### [Work task]
Omit the images and reproduce the rest of the entries exactly.

--- START ---

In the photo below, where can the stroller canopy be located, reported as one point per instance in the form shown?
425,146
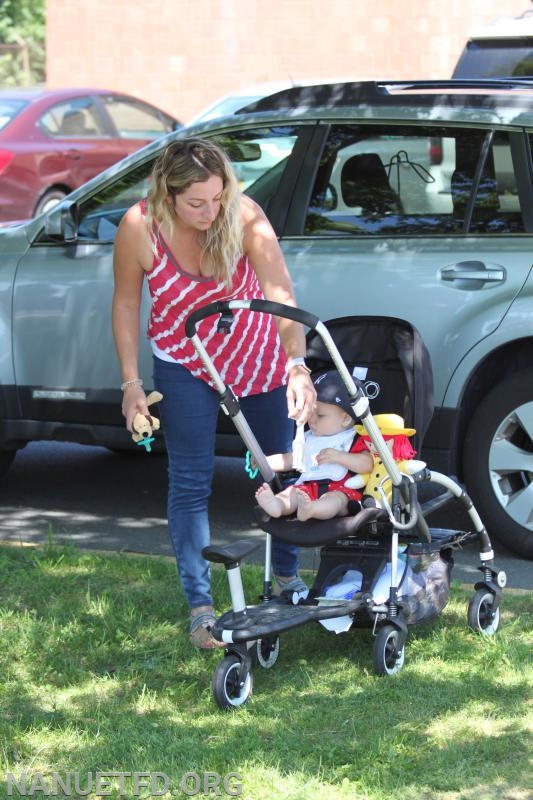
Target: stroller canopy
390,359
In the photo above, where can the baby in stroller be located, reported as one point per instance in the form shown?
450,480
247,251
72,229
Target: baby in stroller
327,462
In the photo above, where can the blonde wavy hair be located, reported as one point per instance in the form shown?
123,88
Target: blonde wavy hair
194,160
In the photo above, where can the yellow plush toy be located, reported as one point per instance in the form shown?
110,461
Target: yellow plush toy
143,426
396,437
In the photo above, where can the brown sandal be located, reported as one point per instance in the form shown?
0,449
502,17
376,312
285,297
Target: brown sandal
200,631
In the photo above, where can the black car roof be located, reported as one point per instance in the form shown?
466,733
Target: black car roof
480,93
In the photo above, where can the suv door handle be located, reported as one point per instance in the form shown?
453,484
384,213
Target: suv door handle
473,274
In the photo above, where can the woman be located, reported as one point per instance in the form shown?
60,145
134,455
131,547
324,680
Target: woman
197,240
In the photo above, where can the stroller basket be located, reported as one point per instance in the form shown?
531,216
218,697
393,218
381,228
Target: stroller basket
383,567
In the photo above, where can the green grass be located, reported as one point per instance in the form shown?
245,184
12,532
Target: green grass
96,674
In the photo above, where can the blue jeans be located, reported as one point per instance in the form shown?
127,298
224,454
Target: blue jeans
189,412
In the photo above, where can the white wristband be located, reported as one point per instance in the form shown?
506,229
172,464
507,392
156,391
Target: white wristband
298,361
132,382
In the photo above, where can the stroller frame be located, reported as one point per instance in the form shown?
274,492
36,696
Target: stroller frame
250,633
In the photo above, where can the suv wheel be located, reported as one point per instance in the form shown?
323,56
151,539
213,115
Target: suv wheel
498,462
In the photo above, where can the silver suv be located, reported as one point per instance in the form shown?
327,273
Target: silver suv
411,200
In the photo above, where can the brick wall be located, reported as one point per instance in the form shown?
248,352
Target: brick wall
184,54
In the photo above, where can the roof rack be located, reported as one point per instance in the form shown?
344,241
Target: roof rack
329,95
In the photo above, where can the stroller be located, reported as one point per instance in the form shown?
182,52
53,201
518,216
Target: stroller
383,567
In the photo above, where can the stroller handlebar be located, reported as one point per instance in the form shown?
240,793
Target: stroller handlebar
262,306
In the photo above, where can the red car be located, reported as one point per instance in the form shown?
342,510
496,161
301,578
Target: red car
52,141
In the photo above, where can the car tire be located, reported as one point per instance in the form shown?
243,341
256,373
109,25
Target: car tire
498,462
48,201
6,459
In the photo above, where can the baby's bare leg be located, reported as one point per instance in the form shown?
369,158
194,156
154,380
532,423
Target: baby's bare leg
276,505
331,504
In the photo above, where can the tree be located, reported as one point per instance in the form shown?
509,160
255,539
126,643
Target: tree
22,42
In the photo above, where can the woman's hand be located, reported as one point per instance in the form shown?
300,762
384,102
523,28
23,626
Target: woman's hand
301,394
134,402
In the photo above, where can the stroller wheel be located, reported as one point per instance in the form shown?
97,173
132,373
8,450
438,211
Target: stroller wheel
389,652
265,652
229,690
482,617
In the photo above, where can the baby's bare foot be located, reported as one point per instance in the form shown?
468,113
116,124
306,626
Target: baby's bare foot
267,500
304,509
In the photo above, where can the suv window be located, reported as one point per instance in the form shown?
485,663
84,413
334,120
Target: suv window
413,181
259,157
496,58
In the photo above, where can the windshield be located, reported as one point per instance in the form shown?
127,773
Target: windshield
496,58
9,109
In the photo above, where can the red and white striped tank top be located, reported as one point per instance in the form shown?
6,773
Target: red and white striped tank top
249,358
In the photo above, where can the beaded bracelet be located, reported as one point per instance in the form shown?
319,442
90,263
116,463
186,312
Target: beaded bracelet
132,382
297,361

--- END ---

### [Solution to the exercise]
In the photo below, where can the stroller canopy be located, reported as one point per instance in the form shown?
425,146
Target: stroller canopy
390,359
In the photo above, where can the baby in stroller be located, reported as one point per instance in the form shown?
450,480
247,251
72,229
Target: baby in stroller
327,462
In the photo above, where can the blonde wavy hair be located, reported as one point per instance in the form shown?
123,88
Target: blonde wavy hair
194,160
In the photo above, where can the yellow plush toy be located, reported as one point per instance in the form shown?
110,461
Target: yellow plush toy
143,426
396,437
In the photo above, where can the brown sandal be located, reported as one point per instance in the form shown?
0,449
502,17
376,312
285,297
Target: brown sandal
200,631
In the photo above, where can the black car roof be located, reported as one point per instance in the form shown?
466,733
Target: black car roof
480,93
In the photo above, where can the suv door handle be located, reported as one point per instance in the form shown?
453,484
384,213
Target: suv door handle
473,274
In the photo above, where can the woman be located, reported as one point per instance in the form shown?
60,145
134,455
131,547
324,680
Target: woman
197,240
In the photo above, where can the stroller basket be located, reported as one point per instance in the form shown?
531,216
218,697
393,218
381,228
Target: stroller basket
383,567
In the photo above, where can the green grass be located, reported as one point per instance in the form shown?
245,184
12,532
Target: green grass
96,674
In the photo above, where can the blue jeans be located, reported as one point per instance in the form shown?
127,298
224,454
Target: blue jeans
189,412
In the photo above, where can the white wristband be located, reported as one point per instance in the form shown?
506,229
172,464
507,392
156,391
Target: white wristband
298,361
132,382
In the photo above, where can the stroller frame be located, reported as one point per instance in the form shown?
274,492
36,696
Target: stroller frame
250,633
In the photo above, where can the suv wheel be located, reported as one point per instance in the form shown?
323,56
151,539
213,115
Target: suv wheel
498,462
In the photo above, where can the silver suv be located, reported as one point per instance in the form shown?
327,273
Target: silver suv
411,200
In the photo above, where can the brick wall be located, reported as one point per instance in the form shown?
248,352
Target: brick wall
184,54
In the photo above, where can the roof rack be located, reported as one point per instance in the form shown?
344,241
Target: roof rack
329,95
In the photo above, where can the stroller be located, reported as one point per instance in the form shown?
182,52
53,201
518,216
Target: stroller
383,567
In the photo above, where can the stroller handlebar be located, reported as one point per instance in the form shown?
240,793
Target: stroller handlebar
262,306
In the photo above, where can the red car be located, reported as one point per instance in the form shown?
342,510
496,161
301,578
Target: red car
52,141
In the photo above, where can the car tire be located, reported as one point per instance in the form shown?
243,341
256,373
109,25
Target: car tire
498,462
48,201
6,459
In the photo above, where can the baby's bare leg be located, reported as one point per instance in the form shown?
369,158
194,156
154,380
532,423
Target: baby's bare leg
276,505
331,504
In the photo above, where can the tree be located, reported as one point per instance in the form shown?
509,160
255,539
126,643
Target: tree
22,42
In the photo above, where can the woman's hand be located, reported as one point per instance in the form shown?
300,762
384,102
523,28
23,626
Target: woman's hand
301,394
134,402
In the photo above, where can the stroller wheel be located, reported as one point per instance in the form shown?
97,173
132,373
8,450
438,211
Target: stroller wheel
389,652
265,652
229,690
482,617
In the photo above, where can the baby's bare foot be located, reported as one point per instance in the form shown?
468,113
116,124
306,626
Target: baby's bare foot
267,500
304,509
In the photo above, where can the suv window be located, reported as one point per instance in the form shown?
485,663
84,413
334,120
Target: suv window
413,181
259,157
496,58
In the photo above, where can the windshield be located, reported as one point per instance in the form shown?
127,773
Target: windshield
496,58
9,109
In the photo above, where can the red and white striped tank top be located, reported as one point per instance in the form shown?
6,773
Target: red and white striped tank top
249,358
In the photo above, where can the beaded bracelet be located, reported as one point per instance in the form shown?
319,442
90,263
116,463
186,312
Target: beaded bracelet
132,382
297,361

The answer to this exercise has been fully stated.